BEGIN Excerpted text

This is a topic that is very important and has far-reaching implications for any person who desires to please God and go to heaven. Let’s look at these themes of belief and obedience in the New Testament.
II Thessalonians 1:6-8, really shows us the importance of these themes. Note particularly v8, “dealing out retribution to those who do not know God and to those who do not obey the gospel of our Lord Jesus.”
Hebrews 11:6 states both of these themes in a chapter that is often called the “Hall of Faith”. This chapter is the best summary in the whole Bible of these themes of belief and obedience. It would be great if you could read this whole chapter. Verse 6 introduces us to this chapter by these words, “And without faith, it is impossible to please Him, for he who comes to God must believe that He is and that He rewards those who seek Him.” Believing and seeking are mentioned in this verse as key to coming to God and are also the fullest expression of what faith is. Faith is not only believing that God exists but also believing that He rewards seekers. A seeker is one that obeys God. This principle was demonstrated in people like Abel, Noah, Abraham, Moses and countless others.

END Excerpted text
BEGIN Supplied records

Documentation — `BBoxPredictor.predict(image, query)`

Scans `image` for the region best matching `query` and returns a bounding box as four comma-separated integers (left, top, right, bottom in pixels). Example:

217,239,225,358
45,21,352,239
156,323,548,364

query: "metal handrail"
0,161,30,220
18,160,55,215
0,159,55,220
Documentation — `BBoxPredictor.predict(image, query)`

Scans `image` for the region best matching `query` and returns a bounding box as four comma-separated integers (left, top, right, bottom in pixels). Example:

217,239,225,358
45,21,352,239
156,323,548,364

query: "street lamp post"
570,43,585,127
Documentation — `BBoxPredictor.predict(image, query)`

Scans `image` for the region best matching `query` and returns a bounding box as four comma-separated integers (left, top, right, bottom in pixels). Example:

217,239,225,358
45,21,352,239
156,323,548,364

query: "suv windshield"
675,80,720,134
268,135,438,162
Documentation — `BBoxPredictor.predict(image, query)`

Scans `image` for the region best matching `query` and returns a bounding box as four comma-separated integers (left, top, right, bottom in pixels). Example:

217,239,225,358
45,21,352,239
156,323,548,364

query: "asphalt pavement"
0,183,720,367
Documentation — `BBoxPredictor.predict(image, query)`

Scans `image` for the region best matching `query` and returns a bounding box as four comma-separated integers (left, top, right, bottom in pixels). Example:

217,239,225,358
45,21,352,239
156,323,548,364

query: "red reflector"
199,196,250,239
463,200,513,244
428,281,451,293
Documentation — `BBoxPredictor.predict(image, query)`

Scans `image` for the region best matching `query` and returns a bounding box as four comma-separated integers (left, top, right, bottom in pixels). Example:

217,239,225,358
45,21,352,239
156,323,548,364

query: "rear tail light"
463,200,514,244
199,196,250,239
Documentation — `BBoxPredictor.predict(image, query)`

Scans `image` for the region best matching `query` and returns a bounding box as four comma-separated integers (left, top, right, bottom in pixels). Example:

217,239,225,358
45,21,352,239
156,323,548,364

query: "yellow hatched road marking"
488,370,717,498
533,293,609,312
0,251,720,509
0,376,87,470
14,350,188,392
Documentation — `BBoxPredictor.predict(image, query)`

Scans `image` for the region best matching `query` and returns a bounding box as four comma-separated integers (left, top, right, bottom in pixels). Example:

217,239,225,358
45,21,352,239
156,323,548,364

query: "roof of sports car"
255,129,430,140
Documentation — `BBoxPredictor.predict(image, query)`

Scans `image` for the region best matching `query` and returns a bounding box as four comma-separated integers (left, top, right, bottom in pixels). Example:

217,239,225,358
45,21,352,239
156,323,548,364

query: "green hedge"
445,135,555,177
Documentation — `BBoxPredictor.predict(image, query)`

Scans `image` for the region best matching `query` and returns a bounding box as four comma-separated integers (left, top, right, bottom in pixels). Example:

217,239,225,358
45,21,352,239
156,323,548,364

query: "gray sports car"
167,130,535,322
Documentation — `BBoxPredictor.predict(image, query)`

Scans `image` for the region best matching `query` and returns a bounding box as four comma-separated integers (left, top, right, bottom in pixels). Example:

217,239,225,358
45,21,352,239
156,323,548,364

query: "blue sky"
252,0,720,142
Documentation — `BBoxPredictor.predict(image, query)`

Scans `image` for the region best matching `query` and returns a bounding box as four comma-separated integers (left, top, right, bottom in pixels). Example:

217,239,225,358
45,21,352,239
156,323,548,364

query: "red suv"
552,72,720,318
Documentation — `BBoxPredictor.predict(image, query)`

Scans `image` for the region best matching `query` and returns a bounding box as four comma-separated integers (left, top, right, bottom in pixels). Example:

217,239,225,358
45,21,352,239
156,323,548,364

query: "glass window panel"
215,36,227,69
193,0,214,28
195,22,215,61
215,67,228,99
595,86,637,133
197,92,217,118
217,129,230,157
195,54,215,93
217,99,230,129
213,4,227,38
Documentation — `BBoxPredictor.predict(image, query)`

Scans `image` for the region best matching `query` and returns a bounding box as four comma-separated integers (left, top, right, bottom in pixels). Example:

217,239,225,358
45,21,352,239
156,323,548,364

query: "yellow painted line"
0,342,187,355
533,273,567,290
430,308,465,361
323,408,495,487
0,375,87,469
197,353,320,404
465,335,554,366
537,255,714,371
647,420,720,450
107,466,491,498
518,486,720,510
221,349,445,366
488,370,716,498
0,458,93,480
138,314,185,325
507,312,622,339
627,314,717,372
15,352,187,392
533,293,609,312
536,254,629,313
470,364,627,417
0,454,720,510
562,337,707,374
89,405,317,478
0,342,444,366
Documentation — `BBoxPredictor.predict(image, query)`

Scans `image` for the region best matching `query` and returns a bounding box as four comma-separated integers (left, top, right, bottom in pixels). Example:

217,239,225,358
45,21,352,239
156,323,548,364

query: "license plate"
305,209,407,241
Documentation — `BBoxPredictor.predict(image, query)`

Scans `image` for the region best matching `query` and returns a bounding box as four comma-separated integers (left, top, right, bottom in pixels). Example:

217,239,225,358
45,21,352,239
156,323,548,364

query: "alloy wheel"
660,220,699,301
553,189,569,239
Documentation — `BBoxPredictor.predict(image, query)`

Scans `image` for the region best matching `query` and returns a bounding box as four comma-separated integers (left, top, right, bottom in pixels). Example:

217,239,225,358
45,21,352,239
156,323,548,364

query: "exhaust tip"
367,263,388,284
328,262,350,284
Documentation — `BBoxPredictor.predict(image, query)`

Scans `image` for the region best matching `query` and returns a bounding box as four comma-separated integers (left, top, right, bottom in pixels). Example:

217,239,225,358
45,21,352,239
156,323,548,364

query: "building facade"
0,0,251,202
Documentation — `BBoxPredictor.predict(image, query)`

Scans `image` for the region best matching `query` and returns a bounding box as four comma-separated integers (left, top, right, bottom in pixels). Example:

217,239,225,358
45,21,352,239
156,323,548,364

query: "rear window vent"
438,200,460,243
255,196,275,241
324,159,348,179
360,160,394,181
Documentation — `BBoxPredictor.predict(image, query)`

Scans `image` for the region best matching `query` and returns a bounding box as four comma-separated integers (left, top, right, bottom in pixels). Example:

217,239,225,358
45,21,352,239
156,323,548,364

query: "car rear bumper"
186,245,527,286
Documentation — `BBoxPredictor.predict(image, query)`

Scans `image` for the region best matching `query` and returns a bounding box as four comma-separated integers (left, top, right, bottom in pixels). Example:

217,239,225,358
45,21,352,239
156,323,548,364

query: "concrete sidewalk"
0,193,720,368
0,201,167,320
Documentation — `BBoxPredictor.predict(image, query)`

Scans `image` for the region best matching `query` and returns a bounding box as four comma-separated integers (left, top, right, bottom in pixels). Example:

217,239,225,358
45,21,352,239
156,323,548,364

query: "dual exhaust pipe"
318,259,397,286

END Supplied records
BEGIN Supplied records

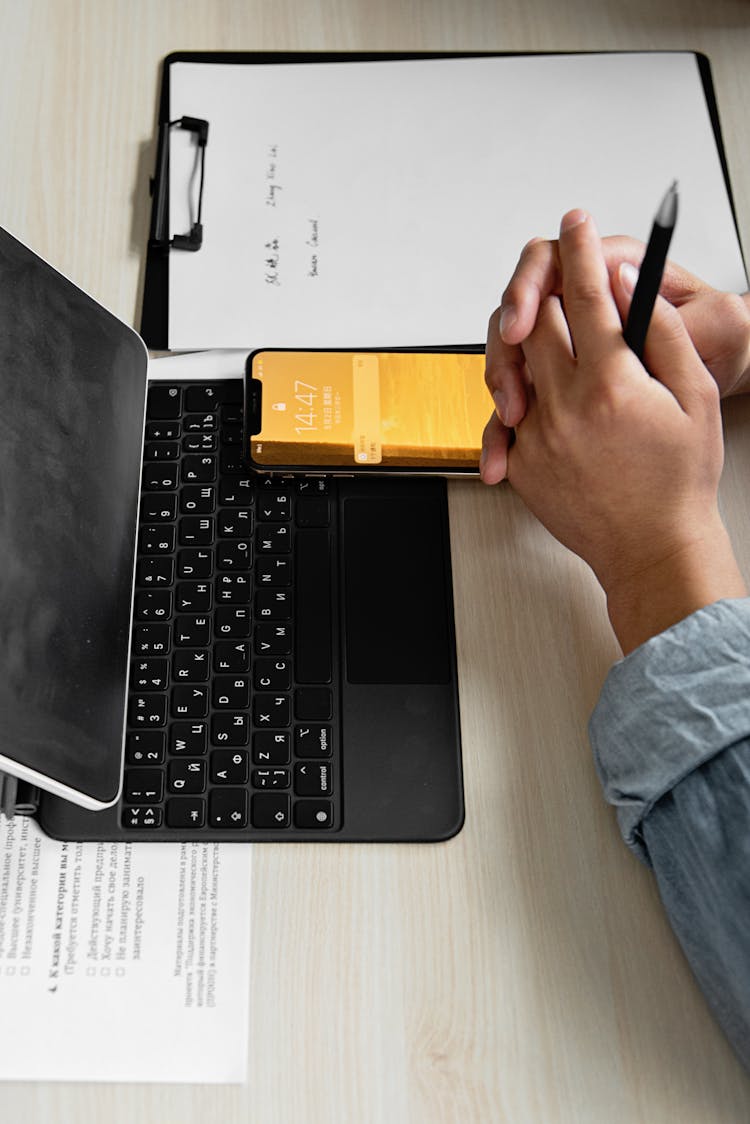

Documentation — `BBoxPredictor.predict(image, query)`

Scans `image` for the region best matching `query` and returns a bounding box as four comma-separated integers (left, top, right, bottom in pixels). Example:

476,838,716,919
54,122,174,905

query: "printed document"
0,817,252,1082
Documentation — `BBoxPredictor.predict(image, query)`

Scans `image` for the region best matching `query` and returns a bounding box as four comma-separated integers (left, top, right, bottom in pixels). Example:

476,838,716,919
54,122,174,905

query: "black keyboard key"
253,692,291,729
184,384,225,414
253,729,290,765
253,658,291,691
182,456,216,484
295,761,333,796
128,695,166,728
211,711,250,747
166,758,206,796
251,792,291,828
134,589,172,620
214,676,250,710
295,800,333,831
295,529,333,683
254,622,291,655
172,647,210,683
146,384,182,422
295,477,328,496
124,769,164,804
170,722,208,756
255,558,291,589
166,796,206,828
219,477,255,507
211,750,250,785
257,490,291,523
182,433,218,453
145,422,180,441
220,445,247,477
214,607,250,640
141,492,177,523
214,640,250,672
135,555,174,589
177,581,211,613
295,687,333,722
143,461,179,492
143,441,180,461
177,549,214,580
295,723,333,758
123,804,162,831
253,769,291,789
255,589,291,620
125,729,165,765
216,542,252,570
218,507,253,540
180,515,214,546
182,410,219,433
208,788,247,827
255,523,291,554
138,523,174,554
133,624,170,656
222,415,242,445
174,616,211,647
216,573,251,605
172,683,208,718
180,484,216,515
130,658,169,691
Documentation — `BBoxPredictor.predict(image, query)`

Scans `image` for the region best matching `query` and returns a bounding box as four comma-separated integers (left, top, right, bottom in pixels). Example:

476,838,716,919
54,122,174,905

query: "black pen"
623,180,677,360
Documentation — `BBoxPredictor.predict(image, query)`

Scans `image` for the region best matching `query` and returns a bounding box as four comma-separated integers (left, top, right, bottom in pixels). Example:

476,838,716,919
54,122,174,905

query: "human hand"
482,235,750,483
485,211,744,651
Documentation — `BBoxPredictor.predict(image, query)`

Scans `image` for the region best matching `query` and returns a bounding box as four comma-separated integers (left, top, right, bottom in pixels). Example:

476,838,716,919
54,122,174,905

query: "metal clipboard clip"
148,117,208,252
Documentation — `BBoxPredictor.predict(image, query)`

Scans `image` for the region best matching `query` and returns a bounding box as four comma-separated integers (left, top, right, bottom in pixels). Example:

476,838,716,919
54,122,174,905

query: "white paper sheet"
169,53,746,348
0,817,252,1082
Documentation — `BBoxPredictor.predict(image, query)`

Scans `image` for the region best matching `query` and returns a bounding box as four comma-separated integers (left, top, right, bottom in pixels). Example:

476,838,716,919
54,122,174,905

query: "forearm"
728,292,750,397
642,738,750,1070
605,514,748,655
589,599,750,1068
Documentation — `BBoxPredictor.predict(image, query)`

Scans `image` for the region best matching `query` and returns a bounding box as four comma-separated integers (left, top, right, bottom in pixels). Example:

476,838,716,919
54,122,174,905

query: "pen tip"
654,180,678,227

END Supplied records

• Given task A:
Answer these questions from the text on belief and obedience:
(i) Which verse of II Thessalonians 1:6-8 does it single out?
(ii) What is Hebrews chapter 11 often called?
(iii) Which people does it name as demonstrating the principle of faith?
• Given task B:
Repeat the text on belief and obedience word for word from "This is a topic" to "the New Testament.".
The rows are separate material from the text above them.

• Worked solution A:
(i) Verse 8.
(ii) The "Hall of Faith."
(iii) Abel, Noah, Abraham, Moses and countless others.

• Worked solution B:
This is a topic that is very important and has far-reaching implications for any person who desires to please God and go to heaven. Let’s look at these themes of belief and obedience in the New Testament.